- Task
Search the data below, and report every line in which "sprig" occurs.

- Dataset records
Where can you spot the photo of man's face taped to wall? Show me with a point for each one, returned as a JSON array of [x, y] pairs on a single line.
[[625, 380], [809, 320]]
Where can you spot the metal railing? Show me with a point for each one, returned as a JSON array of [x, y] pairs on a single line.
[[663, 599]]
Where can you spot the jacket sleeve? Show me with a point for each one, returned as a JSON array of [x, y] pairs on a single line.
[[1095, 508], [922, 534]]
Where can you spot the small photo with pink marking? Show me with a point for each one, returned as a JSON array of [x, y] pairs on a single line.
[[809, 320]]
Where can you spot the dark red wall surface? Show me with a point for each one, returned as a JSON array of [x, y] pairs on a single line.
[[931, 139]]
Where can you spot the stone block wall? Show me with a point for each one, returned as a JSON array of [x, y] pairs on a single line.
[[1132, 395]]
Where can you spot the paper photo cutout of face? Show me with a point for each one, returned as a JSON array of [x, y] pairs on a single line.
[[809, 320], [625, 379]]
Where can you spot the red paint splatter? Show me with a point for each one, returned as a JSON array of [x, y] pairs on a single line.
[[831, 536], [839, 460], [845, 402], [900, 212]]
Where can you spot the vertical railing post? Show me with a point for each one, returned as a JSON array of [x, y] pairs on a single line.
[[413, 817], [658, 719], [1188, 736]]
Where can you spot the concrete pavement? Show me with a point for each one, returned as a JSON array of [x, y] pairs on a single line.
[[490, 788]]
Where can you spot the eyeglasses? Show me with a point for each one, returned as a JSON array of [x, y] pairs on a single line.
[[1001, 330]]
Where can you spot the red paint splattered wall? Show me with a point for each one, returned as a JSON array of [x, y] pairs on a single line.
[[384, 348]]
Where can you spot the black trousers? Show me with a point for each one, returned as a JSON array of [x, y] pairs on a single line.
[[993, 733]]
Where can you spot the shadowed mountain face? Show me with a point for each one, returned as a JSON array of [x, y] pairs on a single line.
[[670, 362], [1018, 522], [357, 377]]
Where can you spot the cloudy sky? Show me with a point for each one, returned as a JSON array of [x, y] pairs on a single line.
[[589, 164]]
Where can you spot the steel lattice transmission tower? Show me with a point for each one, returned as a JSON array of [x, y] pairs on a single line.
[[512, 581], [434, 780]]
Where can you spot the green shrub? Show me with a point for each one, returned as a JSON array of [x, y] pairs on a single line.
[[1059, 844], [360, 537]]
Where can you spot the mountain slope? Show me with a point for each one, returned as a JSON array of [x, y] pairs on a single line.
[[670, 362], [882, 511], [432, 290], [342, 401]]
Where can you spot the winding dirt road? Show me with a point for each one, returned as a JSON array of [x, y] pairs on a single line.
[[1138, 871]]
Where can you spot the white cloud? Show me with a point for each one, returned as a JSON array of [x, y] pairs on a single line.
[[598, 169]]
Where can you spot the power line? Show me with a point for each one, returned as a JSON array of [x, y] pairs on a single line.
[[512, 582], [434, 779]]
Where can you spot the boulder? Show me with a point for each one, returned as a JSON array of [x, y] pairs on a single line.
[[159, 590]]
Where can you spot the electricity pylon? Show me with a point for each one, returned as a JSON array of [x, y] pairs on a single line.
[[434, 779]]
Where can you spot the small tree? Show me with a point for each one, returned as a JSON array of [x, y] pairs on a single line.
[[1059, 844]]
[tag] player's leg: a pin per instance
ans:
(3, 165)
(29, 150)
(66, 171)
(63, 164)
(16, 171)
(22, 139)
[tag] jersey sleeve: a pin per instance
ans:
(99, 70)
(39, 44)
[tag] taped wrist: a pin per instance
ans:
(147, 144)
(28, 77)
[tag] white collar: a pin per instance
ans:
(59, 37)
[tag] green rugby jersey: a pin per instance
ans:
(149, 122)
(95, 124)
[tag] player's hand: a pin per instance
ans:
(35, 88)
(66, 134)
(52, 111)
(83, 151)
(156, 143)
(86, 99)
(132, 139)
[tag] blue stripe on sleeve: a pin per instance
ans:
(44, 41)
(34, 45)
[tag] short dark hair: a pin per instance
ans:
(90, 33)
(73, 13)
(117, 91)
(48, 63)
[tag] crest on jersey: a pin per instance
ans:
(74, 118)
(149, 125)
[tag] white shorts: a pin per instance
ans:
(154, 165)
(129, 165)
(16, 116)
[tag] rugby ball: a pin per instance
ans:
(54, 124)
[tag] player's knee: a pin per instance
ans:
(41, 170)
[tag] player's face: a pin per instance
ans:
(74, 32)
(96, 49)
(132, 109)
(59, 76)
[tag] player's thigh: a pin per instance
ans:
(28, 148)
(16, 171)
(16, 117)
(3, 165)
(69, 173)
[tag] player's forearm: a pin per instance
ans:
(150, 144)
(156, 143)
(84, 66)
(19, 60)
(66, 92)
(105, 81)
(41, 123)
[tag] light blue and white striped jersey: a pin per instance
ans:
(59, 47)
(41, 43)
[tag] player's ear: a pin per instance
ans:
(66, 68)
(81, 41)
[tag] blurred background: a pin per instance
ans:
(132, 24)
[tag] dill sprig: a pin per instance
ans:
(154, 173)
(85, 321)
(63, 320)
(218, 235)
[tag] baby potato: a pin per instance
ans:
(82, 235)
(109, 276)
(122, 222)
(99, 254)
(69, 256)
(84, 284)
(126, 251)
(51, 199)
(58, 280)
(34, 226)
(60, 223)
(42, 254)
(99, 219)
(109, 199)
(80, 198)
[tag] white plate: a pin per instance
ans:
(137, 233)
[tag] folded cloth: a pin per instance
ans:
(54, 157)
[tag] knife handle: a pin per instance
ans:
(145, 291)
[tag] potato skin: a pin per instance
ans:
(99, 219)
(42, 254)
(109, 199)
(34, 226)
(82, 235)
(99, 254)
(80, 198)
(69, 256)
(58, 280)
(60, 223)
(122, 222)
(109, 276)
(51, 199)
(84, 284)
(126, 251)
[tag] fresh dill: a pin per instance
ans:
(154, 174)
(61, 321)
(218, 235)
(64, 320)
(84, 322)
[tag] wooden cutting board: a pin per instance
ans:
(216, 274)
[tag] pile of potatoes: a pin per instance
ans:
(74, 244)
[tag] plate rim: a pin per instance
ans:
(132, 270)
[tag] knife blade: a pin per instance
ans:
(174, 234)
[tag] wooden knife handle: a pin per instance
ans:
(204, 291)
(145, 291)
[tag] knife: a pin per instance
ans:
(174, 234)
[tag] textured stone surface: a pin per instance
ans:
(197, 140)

==

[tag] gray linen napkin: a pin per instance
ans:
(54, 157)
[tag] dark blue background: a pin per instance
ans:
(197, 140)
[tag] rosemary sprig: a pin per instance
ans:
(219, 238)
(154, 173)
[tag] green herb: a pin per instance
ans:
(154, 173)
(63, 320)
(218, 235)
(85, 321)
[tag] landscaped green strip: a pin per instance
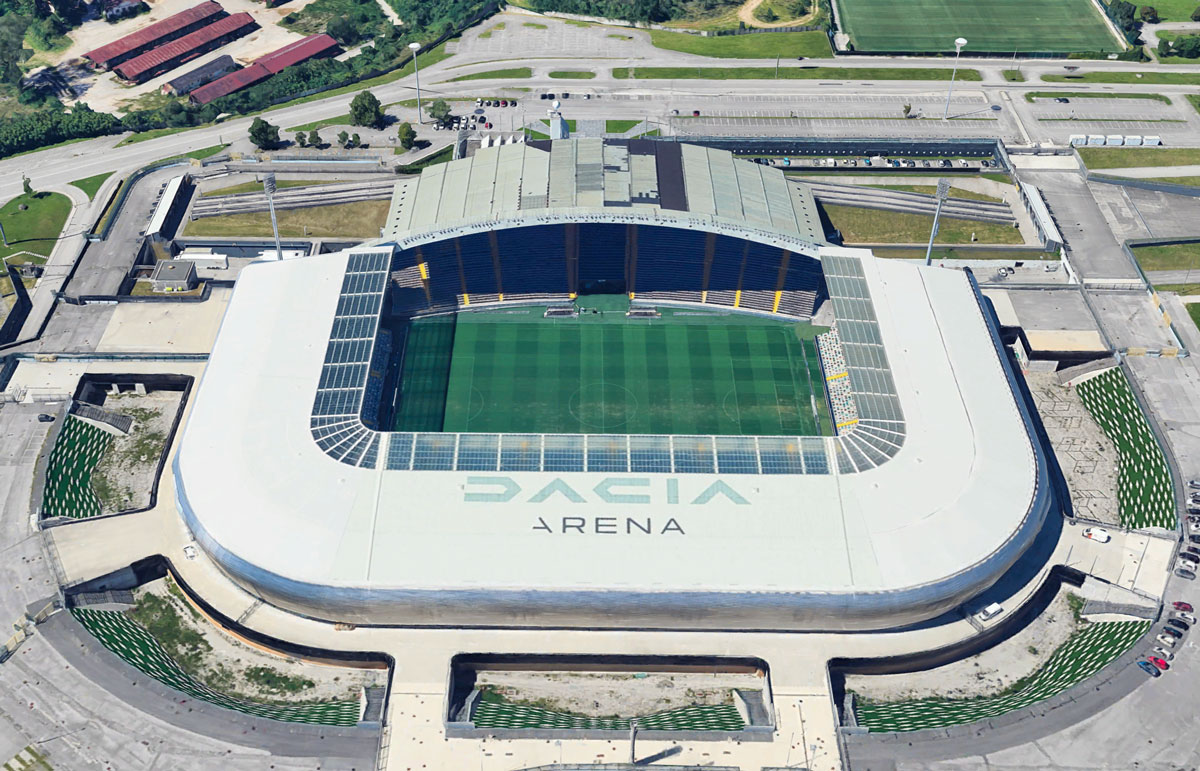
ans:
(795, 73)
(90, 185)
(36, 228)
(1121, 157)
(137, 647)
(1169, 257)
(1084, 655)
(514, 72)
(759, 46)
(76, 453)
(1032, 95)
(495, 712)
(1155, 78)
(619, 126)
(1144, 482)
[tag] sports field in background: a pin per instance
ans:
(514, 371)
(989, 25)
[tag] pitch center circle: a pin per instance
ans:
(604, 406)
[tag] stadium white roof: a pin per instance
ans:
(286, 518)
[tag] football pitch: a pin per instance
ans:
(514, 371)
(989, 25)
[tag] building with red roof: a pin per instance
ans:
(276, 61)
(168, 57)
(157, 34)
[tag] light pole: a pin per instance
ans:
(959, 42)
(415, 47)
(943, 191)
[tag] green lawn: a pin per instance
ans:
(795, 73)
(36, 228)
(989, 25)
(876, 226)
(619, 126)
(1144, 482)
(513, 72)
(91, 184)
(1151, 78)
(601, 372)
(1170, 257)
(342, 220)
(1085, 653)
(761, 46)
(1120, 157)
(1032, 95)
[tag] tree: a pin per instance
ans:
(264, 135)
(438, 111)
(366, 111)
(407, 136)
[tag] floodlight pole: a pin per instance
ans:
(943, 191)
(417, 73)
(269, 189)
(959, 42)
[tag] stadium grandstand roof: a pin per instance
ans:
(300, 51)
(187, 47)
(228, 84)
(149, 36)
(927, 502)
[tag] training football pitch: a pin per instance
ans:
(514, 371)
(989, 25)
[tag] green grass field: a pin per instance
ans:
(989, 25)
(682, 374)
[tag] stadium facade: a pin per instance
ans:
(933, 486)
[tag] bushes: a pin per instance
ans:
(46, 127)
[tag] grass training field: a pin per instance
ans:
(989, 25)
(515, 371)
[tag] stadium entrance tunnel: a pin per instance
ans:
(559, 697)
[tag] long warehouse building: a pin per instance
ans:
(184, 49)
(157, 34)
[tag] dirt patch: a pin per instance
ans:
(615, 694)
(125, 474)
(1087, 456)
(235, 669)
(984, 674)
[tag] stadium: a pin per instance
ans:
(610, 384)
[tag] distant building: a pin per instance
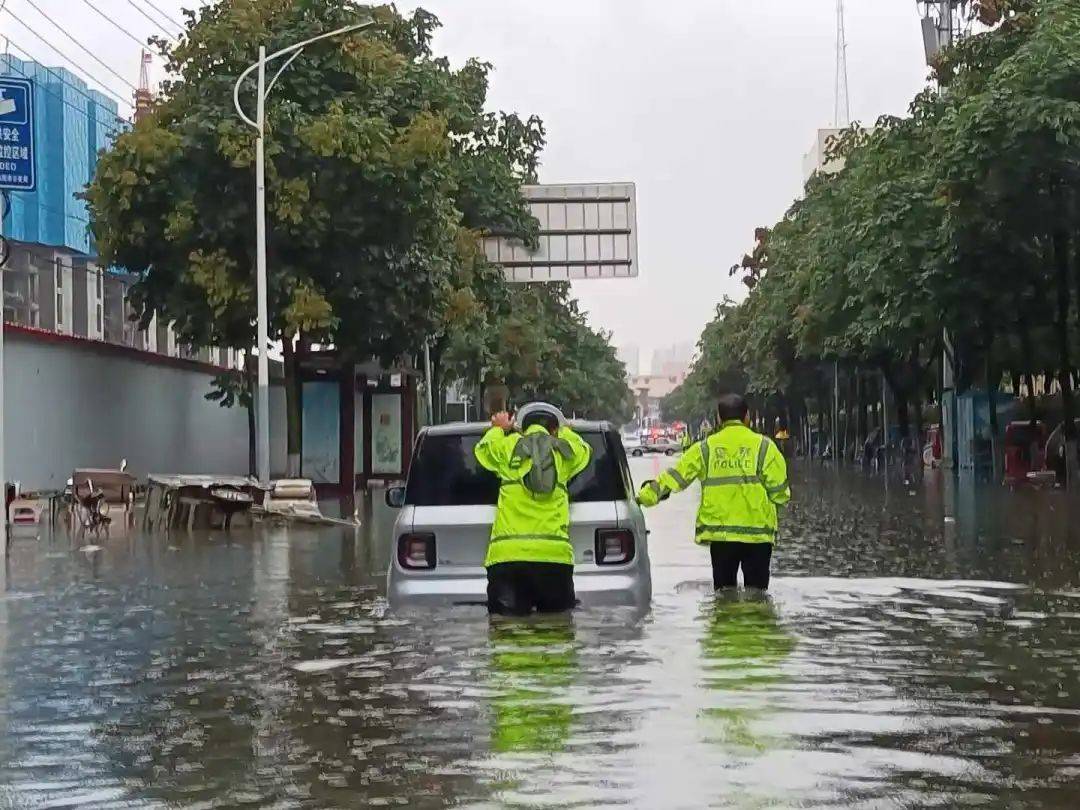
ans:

- Output of the exercise
[tag] dill sprig: a pin per instance
[tag] rosemary sprig: a pin per instance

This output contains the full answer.